◆ RECORDS SUPPLIED ◆
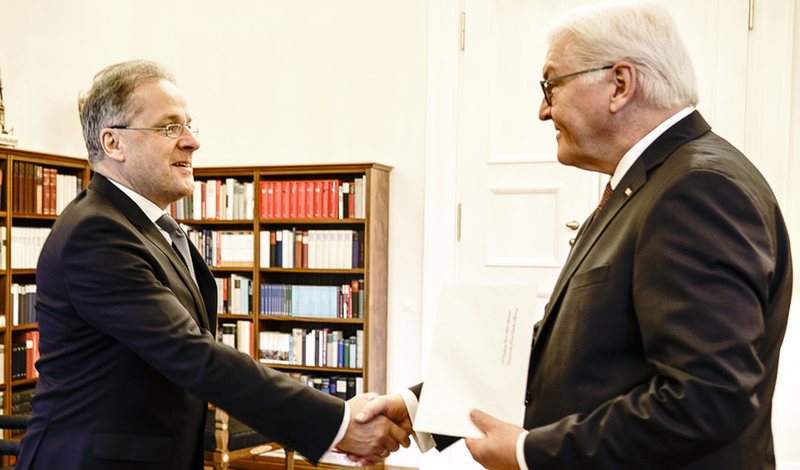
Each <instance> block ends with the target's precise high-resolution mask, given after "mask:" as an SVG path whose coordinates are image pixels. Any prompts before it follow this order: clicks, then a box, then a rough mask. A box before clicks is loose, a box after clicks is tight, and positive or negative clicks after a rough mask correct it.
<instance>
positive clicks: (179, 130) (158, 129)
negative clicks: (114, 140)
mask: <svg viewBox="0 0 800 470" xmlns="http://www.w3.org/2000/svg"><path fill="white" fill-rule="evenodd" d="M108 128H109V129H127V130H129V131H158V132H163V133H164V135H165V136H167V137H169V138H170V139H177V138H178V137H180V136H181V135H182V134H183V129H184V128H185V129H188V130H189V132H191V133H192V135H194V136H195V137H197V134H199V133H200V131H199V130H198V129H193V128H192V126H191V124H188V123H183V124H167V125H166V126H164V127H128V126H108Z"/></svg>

◆ INSTRUCTION ◆
Copy out every line of the records above without any change, and leave out the pictures.

◆ RESPONSE TO THIS EXERCISE ◆
Each <instance> block ends with the target's precise high-resolution mask, given after "mask:" as an SVG path whose coordinates are image pixels. Any prompts before it follow this order: clicks, then a box, then a rough mask. A box before clicks is loose, a box after clicks is tight, and positive or negative clicks after a rough mask correct it.
<instance>
positive clicks: (179, 130) (158, 129)
negative clicks: (114, 140)
mask: <svg viewBox="0 0 800 470" xmlns="http://www.w3.org/2000/svg"><path fill="white" fill-rule="evenodd" d="M108 128H109V129H127V130H129V131H158V132H163V133H164V135H165V136H167V137H169V138H170V139H177V138H178V137H180V136H181V135H182V134H183V129H184V128H185V129H188V130H189V132H191V133H192V135H194V136H195V137H197V134H199V133H200V131H199V130H198V129H193V128H192V126H191V124H188V123H183V124H167V125H166V126H164V127H128V126H108Z"/></svg>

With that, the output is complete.